> _Records provided_:
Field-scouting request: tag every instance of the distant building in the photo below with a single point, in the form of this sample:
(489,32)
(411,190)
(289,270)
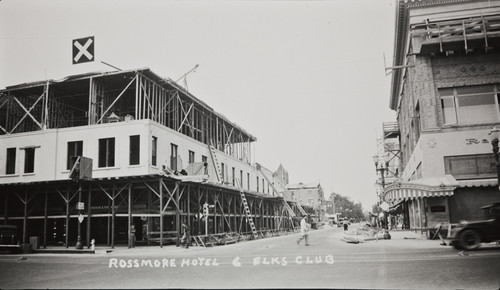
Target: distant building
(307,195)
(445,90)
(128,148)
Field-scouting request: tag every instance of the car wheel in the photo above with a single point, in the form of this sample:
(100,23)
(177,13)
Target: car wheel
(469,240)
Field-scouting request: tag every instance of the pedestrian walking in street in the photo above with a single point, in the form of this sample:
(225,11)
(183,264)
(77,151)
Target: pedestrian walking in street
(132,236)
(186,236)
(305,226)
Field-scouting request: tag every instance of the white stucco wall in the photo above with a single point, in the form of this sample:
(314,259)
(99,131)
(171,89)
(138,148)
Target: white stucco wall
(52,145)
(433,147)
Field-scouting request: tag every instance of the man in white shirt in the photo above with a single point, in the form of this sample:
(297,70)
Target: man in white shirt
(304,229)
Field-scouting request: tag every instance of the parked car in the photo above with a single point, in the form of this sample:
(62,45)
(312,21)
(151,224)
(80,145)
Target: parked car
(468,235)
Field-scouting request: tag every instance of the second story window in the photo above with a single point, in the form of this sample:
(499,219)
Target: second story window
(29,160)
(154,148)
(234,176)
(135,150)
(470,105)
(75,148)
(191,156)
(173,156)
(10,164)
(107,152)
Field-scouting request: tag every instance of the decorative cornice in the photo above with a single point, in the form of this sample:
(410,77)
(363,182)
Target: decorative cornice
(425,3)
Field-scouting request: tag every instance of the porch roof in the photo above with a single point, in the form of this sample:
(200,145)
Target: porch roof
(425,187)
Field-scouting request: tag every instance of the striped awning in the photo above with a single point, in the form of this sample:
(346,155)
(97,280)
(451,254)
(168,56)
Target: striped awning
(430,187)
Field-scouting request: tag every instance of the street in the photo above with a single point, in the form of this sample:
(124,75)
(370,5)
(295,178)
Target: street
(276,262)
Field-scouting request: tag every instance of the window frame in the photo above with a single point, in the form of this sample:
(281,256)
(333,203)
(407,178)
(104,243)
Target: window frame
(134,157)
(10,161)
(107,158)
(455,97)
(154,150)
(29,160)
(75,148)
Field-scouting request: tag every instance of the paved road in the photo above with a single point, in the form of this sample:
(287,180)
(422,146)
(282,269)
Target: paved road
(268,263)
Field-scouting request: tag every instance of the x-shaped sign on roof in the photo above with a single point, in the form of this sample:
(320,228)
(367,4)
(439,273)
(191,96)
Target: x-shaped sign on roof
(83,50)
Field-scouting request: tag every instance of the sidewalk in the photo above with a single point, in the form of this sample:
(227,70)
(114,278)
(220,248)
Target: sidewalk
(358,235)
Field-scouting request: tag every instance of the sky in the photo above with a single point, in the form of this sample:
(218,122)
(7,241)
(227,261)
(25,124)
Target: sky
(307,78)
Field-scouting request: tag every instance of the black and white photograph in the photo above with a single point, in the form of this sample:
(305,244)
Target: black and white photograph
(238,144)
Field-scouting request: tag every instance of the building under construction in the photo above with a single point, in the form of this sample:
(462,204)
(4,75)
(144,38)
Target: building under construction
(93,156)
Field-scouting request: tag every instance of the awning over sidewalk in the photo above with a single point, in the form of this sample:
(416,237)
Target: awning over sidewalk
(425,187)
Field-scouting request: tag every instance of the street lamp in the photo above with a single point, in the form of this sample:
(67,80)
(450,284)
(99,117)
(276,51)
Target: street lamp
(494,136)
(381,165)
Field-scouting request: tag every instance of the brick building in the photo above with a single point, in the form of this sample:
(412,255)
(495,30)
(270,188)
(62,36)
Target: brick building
==
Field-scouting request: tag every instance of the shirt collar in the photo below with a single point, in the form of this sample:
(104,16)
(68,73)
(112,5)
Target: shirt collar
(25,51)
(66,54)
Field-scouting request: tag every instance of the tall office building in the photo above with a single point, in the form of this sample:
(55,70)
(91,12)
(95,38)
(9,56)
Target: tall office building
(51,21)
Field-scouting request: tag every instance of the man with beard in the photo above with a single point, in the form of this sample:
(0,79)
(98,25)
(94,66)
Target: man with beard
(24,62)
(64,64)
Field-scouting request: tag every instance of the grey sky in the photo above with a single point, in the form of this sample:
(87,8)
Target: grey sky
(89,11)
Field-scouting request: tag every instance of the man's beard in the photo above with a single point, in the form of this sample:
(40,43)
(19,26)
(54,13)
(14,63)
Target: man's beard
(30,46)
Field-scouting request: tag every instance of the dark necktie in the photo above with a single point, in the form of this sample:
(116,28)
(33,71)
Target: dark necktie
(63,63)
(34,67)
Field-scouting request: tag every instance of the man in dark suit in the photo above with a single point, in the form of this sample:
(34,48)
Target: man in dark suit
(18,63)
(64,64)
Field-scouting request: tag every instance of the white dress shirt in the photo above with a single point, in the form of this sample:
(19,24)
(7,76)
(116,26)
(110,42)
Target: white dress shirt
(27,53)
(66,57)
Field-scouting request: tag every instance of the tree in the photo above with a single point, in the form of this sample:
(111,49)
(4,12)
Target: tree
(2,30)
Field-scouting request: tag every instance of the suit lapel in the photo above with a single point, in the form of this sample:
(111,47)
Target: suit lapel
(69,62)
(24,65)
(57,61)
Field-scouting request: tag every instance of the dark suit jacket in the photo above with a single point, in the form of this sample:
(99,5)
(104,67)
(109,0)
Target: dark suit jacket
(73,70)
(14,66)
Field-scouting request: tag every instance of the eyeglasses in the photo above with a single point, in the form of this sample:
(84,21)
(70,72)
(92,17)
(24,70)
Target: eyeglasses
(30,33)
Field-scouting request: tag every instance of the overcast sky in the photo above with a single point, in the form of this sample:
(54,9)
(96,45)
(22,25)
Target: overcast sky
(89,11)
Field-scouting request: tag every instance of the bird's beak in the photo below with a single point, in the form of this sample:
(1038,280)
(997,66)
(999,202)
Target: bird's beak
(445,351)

> _What the exercise asks_: Could you give the records again, starting at the line that has "Field-scouting request: tag every instance of the awning" and stopping after the line that has "Target: brick building", with "street lamp" replaced by "lamppost" and nothing else changed?

> _Expected answer_:
Field-scouting request: tag every instance of the awning over sidewalk in the photo above with a single point, in the form of this sample:
(416,237)
Target: awning over sidewalk
(425,187)
Field-scouting request: tag every instance of the lamppost in the photo above with a single point, in the form of this sample:
(67,80)
(450,284)
(99,117)
(276,51)
Target: lamppost
(494,136)
(381,165)
Field-scouting request: tag every instance of the brick building in the photo above with a single point, in the form of this sample:
(412,255)
(495,30)
(270,188)
(62,36)
Target: brick building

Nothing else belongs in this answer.